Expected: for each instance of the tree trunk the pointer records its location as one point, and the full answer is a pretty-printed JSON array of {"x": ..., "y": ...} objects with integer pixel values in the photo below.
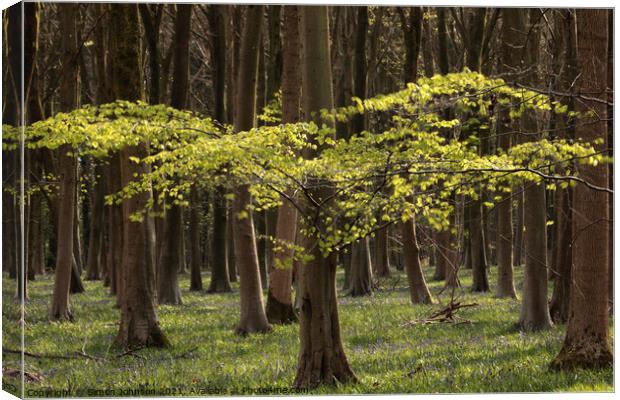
[
  {"x": 172, "y": 254},
  {"x": 562, "y": 261},
  {"x": 168, "y": 291},
  {"x": 220, "y": 278},
  {"x": 67, "y": 168},
  {"x": 76, "y": 285},
  {"x": 361, "y": 269},
  {"x": 220, "y": 274},
  {"x": 417, "y": 284},
  {"x": 518, "y": 228},
  {"x": 513, "y": 25},
  {"x": 95, "y": 241},
  {"x": 477, "y": 247},
  {"x": 586, "y": 344},
  {"x": 60, "y": 299},
  {"x": 230, "y": 245},
  {"x": 139, "y": 325},
  {"x": 253, "y": 317},
  {"x": 381, "y": 262},
  {"x": 534, "y": 305},
  {"x": 321, "y": 357},
  {"x": 279, "y": 300},
  {"x": 562, "y": 257},
  {"x": 441, "y": 260},
  {"x": 194, "y": 240}
]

■ **Exercise instructions**
Quote all of the entries word for word, omitting any pictures.

■ **Exercise solution**
Expected: for each instance of the tree trunk the pointer records its location as one point, and the full answer is a pretty-printed JSON array of {"x": ..., "y": ...} objects with integer pixel values in the photo below.
[
  {"x": 172, "y": 254},
  {"x": 562, "y": 261},
  {"x": 168, "y": 291},
  {"x": 220, "y": 278},
  {"x": 67, "y": 168},
  {"x": 76, "y": 285},
  {"x": 361, "y": 269},
  {"x": 220, "y": 274},
  {"x": 417, "y": 284},
  {"x": 518, "y": 228},
  {"x": 513, "y": 25},
  {"x": 95, "y": 241},
  {"x": 477, "y": 247},
  {"x": 586, "y": 344},
  {"x": 60, "y": 299},
  {"x": 230, "y": 245},
  {"x": 139, "y": 325},
  {"x": 253, "y": 317},
  {"x": 381, "y": 262},
  {"x": 534, "y": 305},
  {"x": 321, "y": 357},
  {"x": 279, "y": 300},
  {"x": 562, "y": 257},
  {"x": 441, "y": 260},
  {"x": 194, "y": 240}
]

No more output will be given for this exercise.